Extract each line of the data below that contains the string "pendant", and copy those lines without changing them.

■ Material provided ■
::::::::

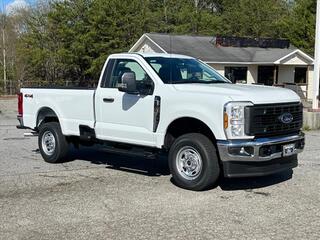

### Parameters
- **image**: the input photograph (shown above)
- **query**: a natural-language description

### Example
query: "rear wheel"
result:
[169,133,220,191]
[38,122,69,163]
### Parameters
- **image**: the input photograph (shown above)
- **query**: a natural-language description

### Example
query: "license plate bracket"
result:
[282,143,296,157]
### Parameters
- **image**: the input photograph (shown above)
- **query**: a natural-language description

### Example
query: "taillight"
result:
[18,93,23,116]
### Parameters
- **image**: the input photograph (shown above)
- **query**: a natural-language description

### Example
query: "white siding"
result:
[278,65,295,84]
[209,64,258,84]
[308,66,313,101]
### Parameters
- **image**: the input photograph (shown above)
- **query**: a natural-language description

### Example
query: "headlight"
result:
[223,102,253,139]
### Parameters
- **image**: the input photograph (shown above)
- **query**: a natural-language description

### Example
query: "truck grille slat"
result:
[245,103,303,137]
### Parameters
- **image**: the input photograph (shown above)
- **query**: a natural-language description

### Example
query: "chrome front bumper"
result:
[217,132,305,177]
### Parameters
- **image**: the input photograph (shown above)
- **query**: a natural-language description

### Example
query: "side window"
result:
[108,59,153,88]
[100,59,115,88]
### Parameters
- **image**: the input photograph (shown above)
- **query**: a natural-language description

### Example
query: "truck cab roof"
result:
[110,52,193,59]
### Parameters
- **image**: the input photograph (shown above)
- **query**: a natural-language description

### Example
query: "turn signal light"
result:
[223,112,229,129]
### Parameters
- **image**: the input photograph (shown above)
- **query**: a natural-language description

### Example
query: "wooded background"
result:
[0,0,316,94]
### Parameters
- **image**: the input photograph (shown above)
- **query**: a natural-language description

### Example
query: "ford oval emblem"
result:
[279,113,293,124]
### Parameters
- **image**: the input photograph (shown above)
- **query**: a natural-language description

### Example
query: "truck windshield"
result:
[145,57,230,84]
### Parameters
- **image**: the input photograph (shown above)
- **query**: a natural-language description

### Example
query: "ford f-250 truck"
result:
[18,53,304,190]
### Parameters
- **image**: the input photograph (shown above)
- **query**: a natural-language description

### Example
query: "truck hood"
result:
[173,83,300,104]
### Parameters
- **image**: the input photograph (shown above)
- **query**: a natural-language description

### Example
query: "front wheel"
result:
[38,122,69,163]
[169,133,220,191]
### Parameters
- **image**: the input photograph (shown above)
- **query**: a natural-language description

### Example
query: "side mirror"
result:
[118,72,139,94]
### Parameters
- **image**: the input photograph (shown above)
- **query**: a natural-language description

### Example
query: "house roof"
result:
[130,33,313,64]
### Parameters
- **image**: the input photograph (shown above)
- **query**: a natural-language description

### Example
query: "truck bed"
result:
[21,88,95,136]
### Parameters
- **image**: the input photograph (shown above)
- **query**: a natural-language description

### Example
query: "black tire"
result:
[38,122,69,163]
[168,133,220,191]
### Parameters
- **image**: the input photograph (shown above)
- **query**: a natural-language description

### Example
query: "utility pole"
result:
[312,0,320,109]
[2,20,7,94]
[1,0,7,94]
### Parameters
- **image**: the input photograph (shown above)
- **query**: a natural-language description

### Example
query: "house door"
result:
[258,66,278,86]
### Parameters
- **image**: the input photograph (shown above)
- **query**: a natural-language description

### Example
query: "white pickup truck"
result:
[17,53,304,190]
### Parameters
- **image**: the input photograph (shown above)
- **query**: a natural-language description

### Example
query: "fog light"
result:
[229,147,254,157]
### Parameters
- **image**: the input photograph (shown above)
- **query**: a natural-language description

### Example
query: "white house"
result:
[129,33,314,100]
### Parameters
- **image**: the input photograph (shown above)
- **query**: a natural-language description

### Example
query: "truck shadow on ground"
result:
[63,145,293,191]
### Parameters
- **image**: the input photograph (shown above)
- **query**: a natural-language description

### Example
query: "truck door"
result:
[95,59,156,146]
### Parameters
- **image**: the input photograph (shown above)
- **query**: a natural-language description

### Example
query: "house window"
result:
[294,67,308,84]
[224,67,248,83]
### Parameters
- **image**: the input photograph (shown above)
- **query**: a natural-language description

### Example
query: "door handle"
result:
[103,98,114,103]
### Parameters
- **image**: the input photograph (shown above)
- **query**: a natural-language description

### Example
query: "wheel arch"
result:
[163,117,216,149]
[36,107,60,128]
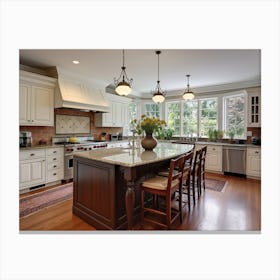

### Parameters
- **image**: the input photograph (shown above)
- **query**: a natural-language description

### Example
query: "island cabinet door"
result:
[73,157,116,229]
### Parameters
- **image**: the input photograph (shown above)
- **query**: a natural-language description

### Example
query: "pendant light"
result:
[183,75,194,100]
[114,50,133,96]
[152,51,165,103]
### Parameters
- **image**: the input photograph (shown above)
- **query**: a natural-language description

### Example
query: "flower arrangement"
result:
[131,115,166,135]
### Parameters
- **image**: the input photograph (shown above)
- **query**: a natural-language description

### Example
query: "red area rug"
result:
[19,183,73,218]
[205,178,226,192]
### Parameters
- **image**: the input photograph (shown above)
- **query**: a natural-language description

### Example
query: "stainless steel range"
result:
[53,138,107,180]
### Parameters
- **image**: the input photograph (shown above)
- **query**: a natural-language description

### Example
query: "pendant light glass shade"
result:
[152,51,165,103]
[183,91,194,100]
[183,75,194,100]
[114,50,133,96]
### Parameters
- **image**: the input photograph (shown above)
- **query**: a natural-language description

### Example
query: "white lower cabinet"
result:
[246,147,261,178]
[19,150,46,190]
[195,145,223,173]
[19,147,64,190]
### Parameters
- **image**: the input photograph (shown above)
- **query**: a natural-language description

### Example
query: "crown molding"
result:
[142,80,261,99]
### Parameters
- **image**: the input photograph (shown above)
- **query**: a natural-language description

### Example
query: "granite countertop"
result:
[19,144,63,151]
[195,141,261,148]
[74,142,193,167]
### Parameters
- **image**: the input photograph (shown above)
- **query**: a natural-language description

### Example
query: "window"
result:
[144,103,160,118]
[224,93,246,139]
[183,100,198,137]
[166,102,181,136]
[199,98,218,137]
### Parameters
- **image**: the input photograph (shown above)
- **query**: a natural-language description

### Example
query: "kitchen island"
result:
[73,143,193,230]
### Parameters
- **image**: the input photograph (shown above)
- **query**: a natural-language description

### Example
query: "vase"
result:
[141,133,157,151]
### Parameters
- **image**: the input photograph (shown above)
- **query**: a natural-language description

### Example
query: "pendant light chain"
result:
[183,74,194,100]
[152,51,165,103]
[114,49,133,96]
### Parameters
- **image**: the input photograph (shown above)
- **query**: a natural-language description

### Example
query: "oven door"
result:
[64,155,73,180]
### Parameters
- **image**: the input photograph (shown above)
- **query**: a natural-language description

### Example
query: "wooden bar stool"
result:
[188,149,202,205]
[141,155,185,229]
[200,146,207,194]
[182,152,194,210]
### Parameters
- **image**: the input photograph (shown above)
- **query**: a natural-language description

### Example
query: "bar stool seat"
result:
[142,177,179,190]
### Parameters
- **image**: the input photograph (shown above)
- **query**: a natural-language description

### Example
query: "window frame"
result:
[141,101,162,119]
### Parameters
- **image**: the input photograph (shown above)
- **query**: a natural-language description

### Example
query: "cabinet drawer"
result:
[47,161,63,171]
[247,148,261,156]
[47,155,62,163]
[207,145,223,153]
[47,169,63,183]
[46,148,63,156]
[19,149,46,160]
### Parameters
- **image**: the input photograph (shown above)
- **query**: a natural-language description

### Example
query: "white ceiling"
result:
[20,49,261,96]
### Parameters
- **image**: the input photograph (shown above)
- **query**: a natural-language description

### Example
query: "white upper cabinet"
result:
[248,89,261,127]
[94,94,131,128]
[19,71,56,126]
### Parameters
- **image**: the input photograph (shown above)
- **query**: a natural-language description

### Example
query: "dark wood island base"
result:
[73,157,169,230]
[73,144,193,230]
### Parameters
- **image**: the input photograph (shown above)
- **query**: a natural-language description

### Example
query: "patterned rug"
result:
[205,178,226,192]
[19,183,73,218]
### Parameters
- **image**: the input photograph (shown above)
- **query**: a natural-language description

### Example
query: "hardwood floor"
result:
[19,173,261,231]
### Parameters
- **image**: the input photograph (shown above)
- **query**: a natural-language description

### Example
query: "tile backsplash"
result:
[20,108,123,145]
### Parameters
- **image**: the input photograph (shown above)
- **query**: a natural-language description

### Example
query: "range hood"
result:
[55,67,110,112]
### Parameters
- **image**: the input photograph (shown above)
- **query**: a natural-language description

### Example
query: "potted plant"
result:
[140,115,166,150]
[227,129,235,143]
[208,128,214,142]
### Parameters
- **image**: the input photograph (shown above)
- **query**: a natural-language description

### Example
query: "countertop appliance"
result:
[19,131,32,148]
[223,146,246,175]
[53,137,107,180]
[111,133,119,141]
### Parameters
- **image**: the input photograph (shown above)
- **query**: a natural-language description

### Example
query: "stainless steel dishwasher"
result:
[223,145,246,175]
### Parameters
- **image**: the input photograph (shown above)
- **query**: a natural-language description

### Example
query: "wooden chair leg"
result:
[141,190,145,228]
[165,195,171,229]
[192,178,195,205]
[179,187,183,224]
[187,182,191,211]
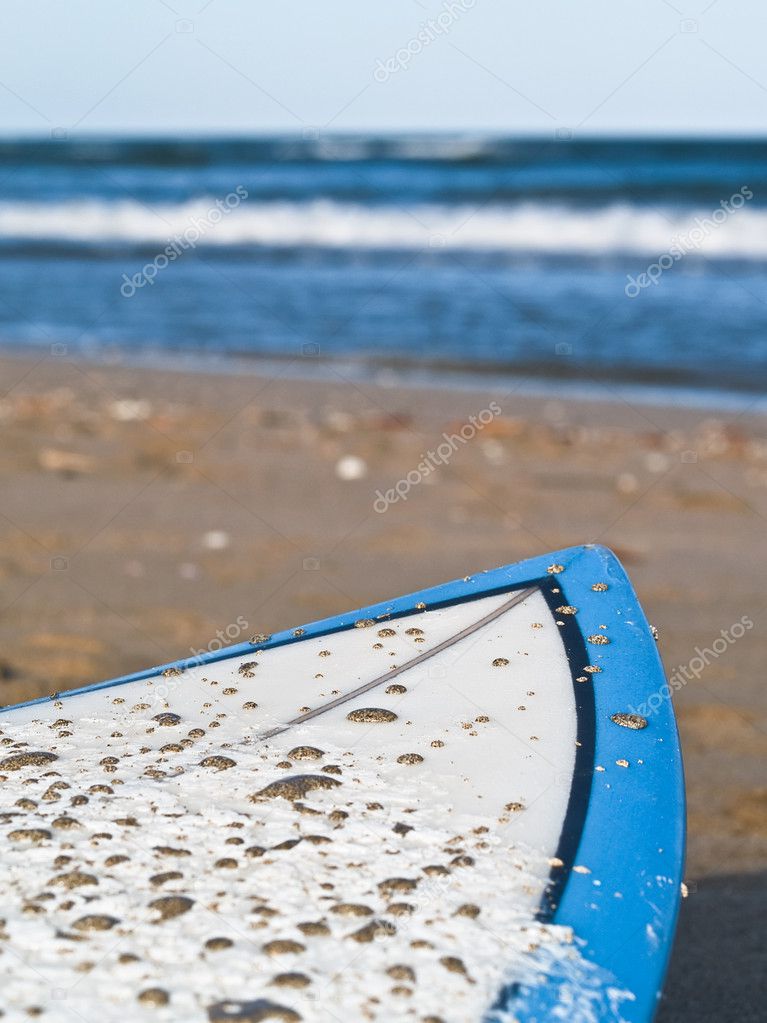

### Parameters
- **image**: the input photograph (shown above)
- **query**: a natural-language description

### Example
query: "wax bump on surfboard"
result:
[0,546,684,1023]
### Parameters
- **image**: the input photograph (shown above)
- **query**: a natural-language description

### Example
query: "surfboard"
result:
[0,546,684,1023]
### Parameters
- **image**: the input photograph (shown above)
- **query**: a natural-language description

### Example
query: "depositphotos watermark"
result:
[373,0,477,84]
[120,185,247,299]
[624,185,754,299]
[373,401,501,515]
[631,615,754,717]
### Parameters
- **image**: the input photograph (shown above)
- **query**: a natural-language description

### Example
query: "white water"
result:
[0,198,767,260]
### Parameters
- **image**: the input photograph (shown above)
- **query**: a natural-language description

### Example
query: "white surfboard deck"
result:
[0,548,683,1023]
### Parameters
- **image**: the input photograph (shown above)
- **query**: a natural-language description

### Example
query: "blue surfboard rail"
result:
[0,544,685,1023]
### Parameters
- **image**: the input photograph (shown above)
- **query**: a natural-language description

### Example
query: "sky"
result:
[0,0,767,137]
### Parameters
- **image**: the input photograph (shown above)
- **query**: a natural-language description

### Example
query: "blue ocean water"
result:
[0,136,767,392]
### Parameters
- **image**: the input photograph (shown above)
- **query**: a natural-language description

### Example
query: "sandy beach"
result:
[0,356,767,1021]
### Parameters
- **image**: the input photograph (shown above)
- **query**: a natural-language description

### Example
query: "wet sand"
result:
[0,356,767,1020]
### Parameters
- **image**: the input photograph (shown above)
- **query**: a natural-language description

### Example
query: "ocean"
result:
[0,136,767,400]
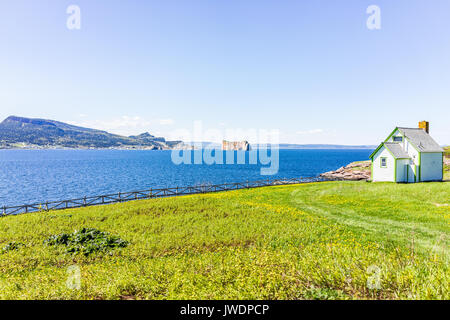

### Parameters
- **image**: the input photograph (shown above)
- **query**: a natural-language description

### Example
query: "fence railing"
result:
[0,178,324,216]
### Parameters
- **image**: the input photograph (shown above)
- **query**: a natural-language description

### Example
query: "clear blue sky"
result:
[0,0,450,144]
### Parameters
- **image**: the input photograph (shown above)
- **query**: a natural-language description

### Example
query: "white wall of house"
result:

::::::::

■ Exercise answer ■
query: "pendant light"
query: "pendant light glass shade"
query: "pendant light chain"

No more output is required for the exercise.